** DATA FOR THE TASK **
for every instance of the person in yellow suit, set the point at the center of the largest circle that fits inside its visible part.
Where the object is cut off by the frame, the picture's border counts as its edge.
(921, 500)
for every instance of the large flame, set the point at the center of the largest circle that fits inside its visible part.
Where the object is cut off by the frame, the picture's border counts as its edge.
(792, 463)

** EXERCISE REQUIREMENTS **
Rewrite the stretch from the line containing "for every instance of the large" through the end of the records, swapping "largest circle" for "biggest circle" and changing nothing else. Return only those lines.

** EXPECTED ANSWER **
for every instance of the large flame, set the point at the center of the biggest circle that fits inside its visible part.
Where the object is cut off by the frame, the picture's border counts as its edge.
(792, 463)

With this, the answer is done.